§ PROMPT:
A precise repetition of every line below is the required answer.
"""
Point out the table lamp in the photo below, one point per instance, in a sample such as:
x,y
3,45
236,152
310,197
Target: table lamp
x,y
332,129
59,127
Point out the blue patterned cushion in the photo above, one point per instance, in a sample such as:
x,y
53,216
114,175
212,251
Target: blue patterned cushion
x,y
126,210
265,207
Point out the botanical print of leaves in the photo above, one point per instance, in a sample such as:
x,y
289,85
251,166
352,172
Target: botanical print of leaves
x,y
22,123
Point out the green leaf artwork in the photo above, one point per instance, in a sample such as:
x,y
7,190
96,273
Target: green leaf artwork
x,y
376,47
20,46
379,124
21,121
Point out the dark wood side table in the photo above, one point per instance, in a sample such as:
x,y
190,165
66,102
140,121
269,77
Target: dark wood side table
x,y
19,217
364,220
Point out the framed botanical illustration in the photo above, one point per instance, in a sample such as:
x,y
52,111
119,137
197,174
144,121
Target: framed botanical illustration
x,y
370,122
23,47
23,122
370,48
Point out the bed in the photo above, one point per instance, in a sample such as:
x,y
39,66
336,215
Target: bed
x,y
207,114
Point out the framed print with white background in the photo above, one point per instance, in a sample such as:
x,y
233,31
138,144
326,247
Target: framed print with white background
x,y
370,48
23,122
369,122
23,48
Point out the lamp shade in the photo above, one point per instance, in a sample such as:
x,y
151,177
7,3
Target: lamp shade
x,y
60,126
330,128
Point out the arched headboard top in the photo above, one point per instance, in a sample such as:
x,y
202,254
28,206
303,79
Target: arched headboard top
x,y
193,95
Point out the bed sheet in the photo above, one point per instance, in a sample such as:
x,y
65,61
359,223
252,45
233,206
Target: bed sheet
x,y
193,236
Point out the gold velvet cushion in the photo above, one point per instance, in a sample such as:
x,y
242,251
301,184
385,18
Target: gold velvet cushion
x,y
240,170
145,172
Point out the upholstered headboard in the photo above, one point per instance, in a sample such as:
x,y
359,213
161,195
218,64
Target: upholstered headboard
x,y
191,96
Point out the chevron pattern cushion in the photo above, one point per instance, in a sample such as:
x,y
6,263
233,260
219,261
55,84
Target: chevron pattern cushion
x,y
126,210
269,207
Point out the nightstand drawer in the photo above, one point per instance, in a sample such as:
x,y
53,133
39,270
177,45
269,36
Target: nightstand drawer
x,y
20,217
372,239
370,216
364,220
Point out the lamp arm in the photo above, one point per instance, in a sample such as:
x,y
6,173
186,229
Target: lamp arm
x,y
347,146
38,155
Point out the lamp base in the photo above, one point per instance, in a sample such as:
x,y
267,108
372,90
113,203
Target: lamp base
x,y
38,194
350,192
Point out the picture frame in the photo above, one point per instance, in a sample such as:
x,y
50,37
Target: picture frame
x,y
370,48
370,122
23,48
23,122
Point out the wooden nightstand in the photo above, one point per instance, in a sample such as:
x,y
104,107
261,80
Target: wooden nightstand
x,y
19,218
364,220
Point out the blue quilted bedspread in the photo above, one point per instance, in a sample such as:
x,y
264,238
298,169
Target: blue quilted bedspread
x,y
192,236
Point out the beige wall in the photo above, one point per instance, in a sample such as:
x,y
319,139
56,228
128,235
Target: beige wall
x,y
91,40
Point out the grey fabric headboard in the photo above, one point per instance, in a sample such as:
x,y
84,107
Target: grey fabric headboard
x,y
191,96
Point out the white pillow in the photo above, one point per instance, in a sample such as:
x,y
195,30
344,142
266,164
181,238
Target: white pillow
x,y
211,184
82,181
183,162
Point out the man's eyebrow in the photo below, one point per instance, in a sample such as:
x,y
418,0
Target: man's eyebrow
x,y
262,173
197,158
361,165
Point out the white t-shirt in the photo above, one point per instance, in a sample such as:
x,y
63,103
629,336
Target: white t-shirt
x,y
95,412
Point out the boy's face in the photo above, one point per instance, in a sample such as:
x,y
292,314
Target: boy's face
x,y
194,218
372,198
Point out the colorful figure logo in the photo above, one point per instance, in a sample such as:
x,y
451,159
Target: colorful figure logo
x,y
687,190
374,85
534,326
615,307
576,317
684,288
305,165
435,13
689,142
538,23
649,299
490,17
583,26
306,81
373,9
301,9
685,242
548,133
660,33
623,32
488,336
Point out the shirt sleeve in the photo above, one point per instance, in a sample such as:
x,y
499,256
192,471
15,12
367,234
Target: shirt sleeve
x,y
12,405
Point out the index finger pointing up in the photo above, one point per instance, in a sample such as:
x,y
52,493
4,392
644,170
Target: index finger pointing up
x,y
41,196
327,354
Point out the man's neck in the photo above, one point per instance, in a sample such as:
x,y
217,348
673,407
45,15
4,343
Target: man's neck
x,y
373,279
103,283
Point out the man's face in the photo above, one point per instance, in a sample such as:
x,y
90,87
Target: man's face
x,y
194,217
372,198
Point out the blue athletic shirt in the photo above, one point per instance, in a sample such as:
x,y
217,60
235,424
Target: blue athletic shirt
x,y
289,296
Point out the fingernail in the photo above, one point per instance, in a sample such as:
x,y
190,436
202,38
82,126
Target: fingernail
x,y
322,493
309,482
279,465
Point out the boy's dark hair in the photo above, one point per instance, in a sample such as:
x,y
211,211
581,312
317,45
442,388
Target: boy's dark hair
"""
§ FINAL ANSWER:
Point out the table lamp in the photo below, one point per instance, in a sample such as:
x,y
3,45
236,152
310,197
Target: table lamp
x,y
332,129
59,127
Point out the blue patterned cushion in the photo above, one point per instance, in a sample such as:
x,y
53,216
114,175
212,251
Target: blue patterned cushion
x,y
126,210
265,207
Point out the botanical print of leaves in the photo above, one point per instance, in a sample such as:
x,y
289,85
251,166
352,172
Target: botanical print of leaves
x,y
22,123
Point out the green leaf artwork in the photo above, one point per instance, in a sample such as:
x,y
7,190
96,273
Target: green leaf artwork
x,y
376,47
20,46
379,124
21,121
Point out the dark wood side table in the photo above, one point per instance, in a sample such as:
x,y
190,165
66,102
140,121
269,77
Target: dark wood side table
x,y
19,217
364,220
Point out the framed botanical illustration in the photo above, one point per instance, in a sample such as:
x,y
52,111
119,137
197,174
144,121
Target: framed botanical illustration
x,y
370,122
23,47
23,122
370,48
Point out the bed in the photo above, one point per instance, in a sample such as:
x,y
39,66
336,215
Target: bed
x,y
207,114
Point out the framed print with white background in the photo above, one point per instance, in a sample such as:
x,y
233,31
138,144
326,247
Target: framed print with white background
x,y
370,48
23,122
369,122
23,48
Point out the lamp shade in the photo above, one point per instance, in a sample such as:
x,y
151,177
7,3
Target: lamp shade
x,y
60,126
330,128
Point out the arched headboard top in the photo above, one point per instance, in a sample such as:
x,y
202,254
28,206
303,79
Target: arched headboard top
x,y
193,95
Point out the bed sheet in the photo above, one point per instance, in a sample such as:
x,y
65,61
359,223
252,45
233,206
Target: bed sheet
x,y
193,236
Point out the gold velvet cushion in the photo above, one point per instance, in a sample such as:
x,y
242,251
301,184
385,18
Target: gold velvet cushion
x,y
240,170
145,172
Point out the upholstered headboard in the photo above, one point per instance, in a sample such as:
x,y
359,213
161,195
218,64
Target: upholstered headboard
x,y
191,96
Point out the chevron pattern cushion in the photo above, one point per instance, in a sample such as:
x,y
6,263
233,260
219,261
55,84
Target: chevron pattern cushion
x,y
126,210
269,207
Point out the nightstand drawer in the photo above, one point per instance, in a sample such as:
x,y
53,133
39,270
177,45
269,36
Target: nightstand drawer
x,y
20,217
372,239
370,216
364,220
Point out the lamp arm in the photo above, one point per instance, in a sample such as:
x,y
6,173
186,229
Target: lamp arm
x,y
347,146
38,155
Point out the lamp base in the photo above, one point per instance, in a sample such as:
x,y
267,108
372,90
113,203
Target: lamp base
x,y
38,194
350,192
Point out the picture frame in the photo above, one point per instance, in a sample such as:
x,y
50,37
Target: picture frame
x,y
370,48
370,122
23,48
23,122
Point out the wooden nightstand in the photo above, one point per instance, in a sample such as:
x,y
104,107
261,80
Target: wooden nightstand
x,y
19,218
364,220
Point out the blue quilted bedspread in the photo above, one point per instance, in a sample such as:
x,y
264,238
298,169
Target: blue quilted bedspread
x,y
192,236
Point out the beige wall in the photo above, one point per instance, in a sample such as:
x,y
319,139
56,228
128,235
Target: beige wall
x,y
91,40
Point out the grey fabric headboard in the photo above, one point per instance, in a sample such as:
x,y
84,107
Target: grey fabric headboard
x,y
191,96
Point out the white pillow in the photo above, one point per instance, in a sample such as:
x,y
195,30
344,142
266,164
181,238
Target: white pillow
x,y
211,184
82,181
183,162
Point out the man's eyebrow in the photo below, one point per instance, in a sample such as:
x,y
418,0
Target: man's eyebrow
x,y
262,173
197,158
361,165
Point out the white t-shirt in the photo above, one point per instance, in a sample such as:
x,y
63,103
629,336
Target: white t-shirt
x,y
95,412
Point out the boy's face in the photo above, one point per instance, in a sample such as:
x,y
292,314
Target: boy's face
x,y
194,218
372,198
Point out the colorful figure logo in the photo above, one point per instance, in a sample such as:
x,y
451,159
Target: colorful figure logo
x,y
687,190
374,85
534,326
615,307
576,317
684,288
305,165
435,13
689,142
538,23
649,299
490,17
583,26
306,81
373,9
301,9
685,242
548,133
660,33
623,32
488,336
Point out the shirt sleeve in the photo above, one point per instance, in a sample such as:
x,y
499,256
192,471
15,12
367,234
Target: shirt sleeve
x,y
12,405
Point out the index finger pointing up in the photo above, one point per instance, in a sample such as:
x,y
52,493
4,392
644,170
Target: index finger pointing up
x,y
41,196
327,354
Point out the man's neck in the photo above, one point per instance, in a sample such as:
x,y
217,348
673,407
45,15
4,343
Target: man's neck
x,y
373,279
103,283
Point out the man's face in the photo above, one point per instance, in a sample such as:
x,y
90,87
Target: man's face
x,y
194,217
372,198
Point out the blue athletic shirt in the photo above, one point per instance, in a sample such as:
x,y
217,60
235,424
Target: blue athletic shirt
x,y
289,296
Point out the fingernail in the photo above, one point per instance, in a sample such as:
x,y
190,436
202,38
82,126
Target: fingernail
x,y
322,493
309,482
279,465
Point out the boy's dark hair in the photo above, one point per instance, in a sample such as:
x,y
211,211
581,312
317,45
442,388
Target: boy's dark hair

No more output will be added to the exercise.